ФРАГМЕНТ ТЕКСТА:
┄┄┄┄┄┄┄┄┄┄

У Сергеева-Ценского смерти посвящен бредовый конец поручика Бабаева и целая бездарная пьеса «Смерть»10, в которой здоровое и мощное пожирает «миги», живет недолго, но радостно, внезапно, почти без мук погибая, а больное, хилое переживает здоровое, медленно тлея в беспрерывном ужасе пред смертью. Сочувствие, сострадание, геройство и самоотверженный подвиг только мешают пожирать миги другим и, спасая от смерти, ускоряют ее. Что зажилось на свете – глупо и пошло. Смерть надо встречать смехом и забрасывать цветами. «Вся жизнь – только кража», «крадут сытость, радость, солнечные лучи… у ночи крадут темноту, у снов чудо, у мгновений – вечность»… Гнетет одиночество пред хаосом жизни. И жажда чуда, бессмертия, смысла сжигает сердце.

Все та же философия одиночества, отчаяния, приводящая к пожиранию мигов.

┄┄┄┄┄┄┄┄┄┄

ПРЕДСТАВЛЕННЫЕ ДАННЫЕ:

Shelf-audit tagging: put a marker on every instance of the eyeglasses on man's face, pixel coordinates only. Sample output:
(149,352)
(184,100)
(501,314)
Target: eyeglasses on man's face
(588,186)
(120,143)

┄┄┄┄┄┄┄┄┄┄

ЦЕЛЬ ЗАДАНИЯ:
Как, согласно фрагменту текста, надо встречать смерть?

РЕШЕНИЕ ЗАДАНИЯ:
Смерть надо встречать смехом и забрасывать цветами.